• [SHORT EXERCISE] Reproduce the rows below with each "locate" changed to "find" and everything else unchanged. Omit the pictures from the output.

• [TASK MATERIAL]
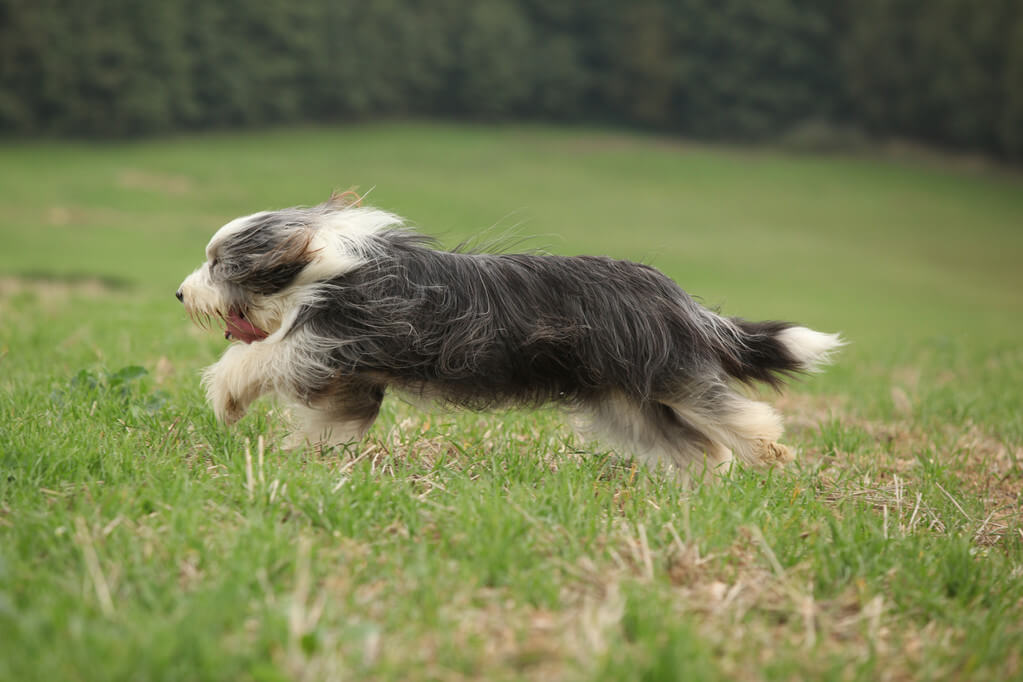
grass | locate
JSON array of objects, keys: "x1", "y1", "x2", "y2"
[{"x1": 0, "y1": 125, "x2": 1023, "y2": 680}]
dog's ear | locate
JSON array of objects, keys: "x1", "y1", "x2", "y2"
[
  {"x1": 326, "y1": 189, "x2": 362, "y2": 209},
  {"x1": 217, "y1": 226, "x2": 313, "y2": 295}
]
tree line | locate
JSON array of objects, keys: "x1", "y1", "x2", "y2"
[{"x1": 0, "y1": 0, "x2": 1023, "y2": 161}]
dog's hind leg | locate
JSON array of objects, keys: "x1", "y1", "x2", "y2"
[
  {"x1": 671, "y1": 384, "x2": 793, "y2": 466},
  {"x1": 285, "y1": 377, "x2": 384, "y2": 448},
  {"x1": 583, "y1": 396, "x2": 731, "y2": 481}
]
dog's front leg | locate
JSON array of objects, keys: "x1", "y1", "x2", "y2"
[{"x1": 203, "y1": 340, "x2": 275, "y2": 424}]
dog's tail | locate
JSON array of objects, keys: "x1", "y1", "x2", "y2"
[{"x1": 719, "y1": 317, "x2": 845, "y2": 388}]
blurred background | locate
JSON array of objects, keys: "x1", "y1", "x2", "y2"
[
  {"x1": 0, "y1": 0, "x2": 1023, "y2": 359},
  {"x1": 0, "y1": 0, "x2": 1023, "y2": 161}
]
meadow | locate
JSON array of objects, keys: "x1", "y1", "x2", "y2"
[{"x1": 0, "y1": 124, "x2": 1023, "y2": 681}]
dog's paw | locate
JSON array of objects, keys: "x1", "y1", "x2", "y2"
[{"x1": 758, "y1": 441, "x2": 796, "y2": 466}]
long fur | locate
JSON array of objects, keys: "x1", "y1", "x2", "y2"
[{"x1": 178, "y1": 197, "x2": 842, "y2": 478}]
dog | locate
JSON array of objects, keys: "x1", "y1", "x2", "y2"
[{"x1": 176, "y1": 192, "x2": 844, "y2": 472}]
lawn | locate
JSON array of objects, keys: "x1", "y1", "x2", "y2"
[{"x1": 0, "y1": 125, "x2": 1023, "y2": 681}]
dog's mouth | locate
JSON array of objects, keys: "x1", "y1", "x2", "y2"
[{"x1": 224, "y1": 308, "x2": 269, "y2": 344}]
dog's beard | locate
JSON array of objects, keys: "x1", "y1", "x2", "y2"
[{"x1": 223, "y1": 308, "x2": 269, "y2": 344}]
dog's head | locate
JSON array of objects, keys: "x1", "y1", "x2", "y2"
[{"x1": 176, "y1": 193, "x2": 401, "y2": 344}]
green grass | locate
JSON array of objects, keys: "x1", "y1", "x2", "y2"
[{"x1": 0, "y1": 125, "x2": 1023, "y2": 680}]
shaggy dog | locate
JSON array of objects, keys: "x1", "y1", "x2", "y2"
[{"x1": 177, "y1": 193, "x2": 842, "y2": 472}]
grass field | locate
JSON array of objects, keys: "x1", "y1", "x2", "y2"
[{"x1": 0, "y1": 125, "x2": 1023, "y2": 681}]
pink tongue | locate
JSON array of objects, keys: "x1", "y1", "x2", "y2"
[{"x1": 224, "y1": 312, "x2": 267, "y2": 344}]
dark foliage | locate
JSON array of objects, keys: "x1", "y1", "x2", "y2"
[{"x1": 0, "y1": 0, "x2": 1023, "y2": 160}]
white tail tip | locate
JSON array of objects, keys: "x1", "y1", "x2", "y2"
[{"x1": 777, "y1": 327, "x2": 845, "y2": 372}]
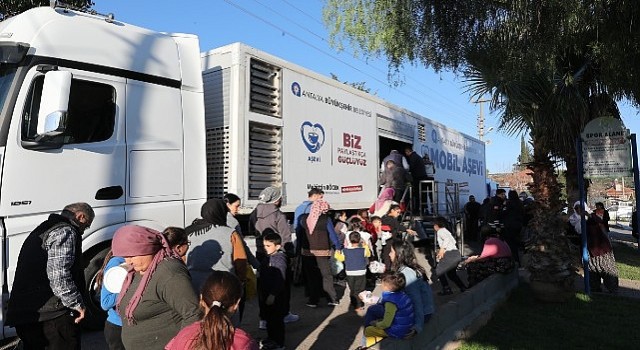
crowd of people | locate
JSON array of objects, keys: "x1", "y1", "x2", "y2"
[{"x1": 12, "y1": 149, "x2": 617, "y2": 350}]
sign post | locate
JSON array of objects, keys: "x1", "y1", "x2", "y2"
[{"x1": 576, "y1": 117, "x2": 639, "y2": 294}]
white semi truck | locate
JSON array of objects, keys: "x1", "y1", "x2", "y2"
[{"x1": 0, "y1": 5, "x2": 486, "y2": 337}]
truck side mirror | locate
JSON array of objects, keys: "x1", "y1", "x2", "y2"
[{"x1": 36, "y1": 71, "x2": 72, "y2": 136}]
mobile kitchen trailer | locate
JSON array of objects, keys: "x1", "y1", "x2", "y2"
[{"x1": 0, "y1": 5, "x2": 485, "y2": 336}]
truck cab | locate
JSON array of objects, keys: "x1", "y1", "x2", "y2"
[{"x1": 0, "y1": 5, "x2": 206, "y2": 336}]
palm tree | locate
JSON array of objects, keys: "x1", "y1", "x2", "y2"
[{"x1": 465, "y1": 64, "x2": 577, "y2": 296}]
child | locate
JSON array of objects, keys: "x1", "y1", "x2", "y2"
[
  {"x1": 333, "y1": 210, "x2": 348, "y2": 242},
  {"x1": 96, "y1": 250, "x2": 124, "y2": 350},
  {"x1": 433, "y1": 216, "x2": 467, "y2": 295},
  {"x1": 258, "y1": 232, "x2": 288, "y2": 350},
  {"x1": 162, "y1": 226, "x2": 191, "y2": 263},
  {"x1": 344, "y1": 218, "x2": 373, "y2": 256},
  {"x1": 336, "y1": 231, "x2": 371, "y2": 311},
  {"x1": 369, "y1": 216, "x2": 384, "y2": 259},
  {"x1": 363, "y1": 272, "x2": 414, "y2": 348},
  {"x1": 165, "y1": 270, "x2": 259, "y2": 350}
]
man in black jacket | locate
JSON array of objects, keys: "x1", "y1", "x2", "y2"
[{"x1": 6, "y1": 203, "x2": 95, "y2": 350}]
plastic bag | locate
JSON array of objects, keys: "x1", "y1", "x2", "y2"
[{"x1": 369, "y1": 261, "x2": 386, "y2": 273}]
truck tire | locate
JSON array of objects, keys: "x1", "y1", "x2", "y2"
[{"x1": 81, "y1": 245, "x2": 111, "y2": 330}]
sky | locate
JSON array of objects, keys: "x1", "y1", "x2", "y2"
[{"x1": 93, "y1": 0, "x2": 640, "y2": 173}]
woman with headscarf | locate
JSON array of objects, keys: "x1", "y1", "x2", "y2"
[
  {"x1": 369, "y1": 187, "x2": 398, "y2": 217},
  {"x1": 297, "y1": 199, "x2": 342, "y2": 308},
  {"x1": 112, "y1": 225, "x2": 200, "y2": 350},
  {"x1": 185, "y1": 199, "x2": 248, "y2": 291}
]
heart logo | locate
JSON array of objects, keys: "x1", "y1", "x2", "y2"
[{"x1": 300, "y1": 121, "x2": 325, "y2": 153}]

• [RESPONSE BELOW]
grass | find
JSON array of objects, keys: "x1", "y1", "x2", "y2"
[{"x1": 0, "y1": 125, "x2": 1023, "y2": 680}]
dog's ear | find
JSON array of objects, keys: "x1", "y1", "x2", "y2"
[
  {"x1": 326, "y1": 189, "x2": 362, "y2": 209},
  {"x1": 217, "y1": 226, "x2": 313, "y2": 295}
]
tree line | find
JSON array of objects, keys: "x1", "y1", "x2", "y2"
[{"x1": 0, "y1": 0, "x2": 1023, "y2": 161}]
dog's hind leg | find
JSON array of objects, keys: "x1", "y1", "x2", "y2"
[
  {"x1": 671, "y1": 384, "x2": 793, "y2": 466},
  {"x1": 285, "y1": 377, "x2": 384, "y2": 448},
  {"x1": 583, "y1": 396, "x2": 731, "y2": 481}
]
dog's front leg | find
JSON array of objects, keys: "x1", "y1", "x2", "y2"
[{"x1": 203, "y1": 340, "x2": 275, "y2": 424}]
dog's tail | find
JSON array of objects, keys: "x1", "y1", "x2", "y2"
[{"x1": 719, "y1": 317, "x2": 845, "y2": 388}]
blurred background | find
JSON array of objects, keys: "x1", "y1", "x2", "y2"
[
  {"x1": 0, "y1": 0, "x2": 1023, "y2": 359},
  {"x1": 0, "y1": 0, "x2": 1023, "y2": 161}
]
meadow | find
JSON array of objects, keys: "x1", "y1", "x2", "y2"
[{"x1": 0, "y1": 124, "x2": 1023, "y2": 681}]
dog's paw | find
JSON array of objects, keys: "x1", "y1", "x2", "y2"
[{"x1": 758, "y1": 441, "x2": 796, "y2": 466}]
long fur | find
JSON array of objects, keys: "x1", "y1", "x2", "y2"
[{"x1": 178, "y1": 197, "x2": 842, "y2": 478}]
dog | find
JSON array of objects, keys: "x1", "y1", "x2", "y2"
[{"x1": 176, "y1": 192, "x2": 844, "y2": 472}]
lawn | find
JSON array of objects, keys: "x1", "y1", "x2", "y2"
[{"x1": 0, "y1": 125, "x2": 1023, "y2": 681}]
dog's mouth | find
JSON array of objects, keys: "x1", "y1", "x2", "y2"
[{"x1": 224, "y1": 308, "x2": 269, "y2": 344}]
dog's beard | find
JSON array of objects, keys: "x1", "y1", "x2", "y2"
[{"x1": 223, "y1": 308, "x2": 269, "y2": 344}]
dog's head | find
JSON array of objects, keys: "x1", "y1", "x2", "y2"
[{"x1": 176, "y1": 193, "x2": 401, "y2": 344}]
green grass | find
JSON array of objects, keys: "x1", "y1", "x2", "y2"
[{"x1": 0, "y1": 125, "x2": 1023, "y2": 680}]
shaggy dog | find
JSON array of objects, keys: "x1", "y1", "x2", "y2"
[{"x1": 177, "y1": 193, "x2": 842, "y2": 472}]
grass field | find
JSON array of objects, keys: "x1", "y1", "x2", "y2"
[{"x1": 0, "y1": 125, "x2": 1023, "y2": 681}]
pink tongue | find
JSON array of objects, keys: "x1", "y1", "x2", "y2"
[{"x1": 224, "y1": 312, "x2": 267, "y2": 344}]
dark foliage | find
JSON array of objects, keys: "x1", "y1", "x2", "y2"
[{"x1": 0, "y1": 0, "x2": 1023, "y2": 160}]
white tail tip | find
JSON array of objects, keys: "x1", "y1", "x2", "y2"
[{"x1": 777, "y1": 327, "x2": 845, "y2": 372}]
crowd of people | find
JSON array of objects, keys: "x1", "y1", "x2", "y2"
[{"x1": 12, "y1": 149, "x2": 617, "y2": 350}]
sign post | find
JSON array of objects, keys: "x1", "y1", "x2", "y2"
[{"x1": 576, "y1": 117, "x2": 639, "y2": 294}]
white semi truck | find
JSON array of objects, keys: "x1", "y1", "x2", "y2"
[{"x1": 0, "y1": 5, "x2": 486, "y2": 337}]
truck side mirror | find
JSON array of objects, keys: "x1", "y1", "x2", "y2"
[{"x1": 36, "y1": 71, "x2": 72, "y2": 136}]
mobile kitchen trailer | find
JSON array of objects, keys: "x1", "y1", "x2", "y2"
[{"x1": 0, "y1": 5, "x2": 485, "y2": 336}]
truck cab | find
JSON array of objects, keys: "x1", "y1", "x2", "y2"
[{"x1": 0, "y1": 5, "x2": 206, "y2": 336}]
palm tree | find
JSON array of objects, keys: "x1", "y1", "x2", "y2"
[{"x1": 465, "y1": 64, "x2": 577, "y2": 296}]
child | find
JSON array of objects, keys: "x1", "y1", "x2", "y2"
[
  {"x1": 333, "y1": 210, "x2": 348, "y2": 242},
  {"x1": 96, "y1": 250, "x2": 124, "y2": 350},
  {"x1": 433, "y1": 216, "x2": 467, "y2": 295},
  {"x1": 258, "y1": 232, "x2": 288, "y2": 350},
  {"x1": 162, "y1": 226, "x2": 191, "y2": 263},
  {"x1": 344, "y1": 218, "x2": 373, "y2": 256},
  {"x1": 336, "y1": 231, "x2": 371, "y2": 311},
  {"x1": 369, "y1": 216, "x2": 384, "y2": 259},
  {"x1": 363, "y1": 272, "x2": 414, "y2": 348},
  {"x1": 165, "y1": 270, "x2": 259, "y2": 350}
]
man in black jacket | find
JSON array of objects, keys: "x1", "y1", "x2", "y2"
[{"x1": 6, "y1": 203, "x2": 95, "y2": 350}]
plastic bag | find
JSON array of objects, keys: "x1", "y1", "x2", "y2"
[{"x1": 369, "y1": 261, "x2": 386, "y2": 273}]
truck tire | find
JSON array of objects, keys: "x1", "y1", "x2", "y2"
[{"x1": 81, "y1": 245, "x2": 111, "y2": 330}]
sky | find
JSON array of objects, keys: "x1", "y1", "x2", "y2"
[{"x1": 93, "y1": 0, "x2": 640, "y2": 173}]
woman with headscarf | find
JSON array of objects, keys: "x1", "y1", "x2", "y2"
[
  {"x1": 369, "y1": 187, "x2": 398, "y2": 217},
  {"x1": 297, "y1": 199, "x2": 342, "y2": 308},
  {"x1": 112, "y1": 225, "x2": 200, "y2": 350},
  {"x1": 185, "y1": 199, "x2": 248, "y2": 291}
]
heart logo | find
JSON array of objects, keys: "x1", "y1", "x2", "y2"
[{"x1": 300, "y1": 121, "x2": 325, "y2": 153}]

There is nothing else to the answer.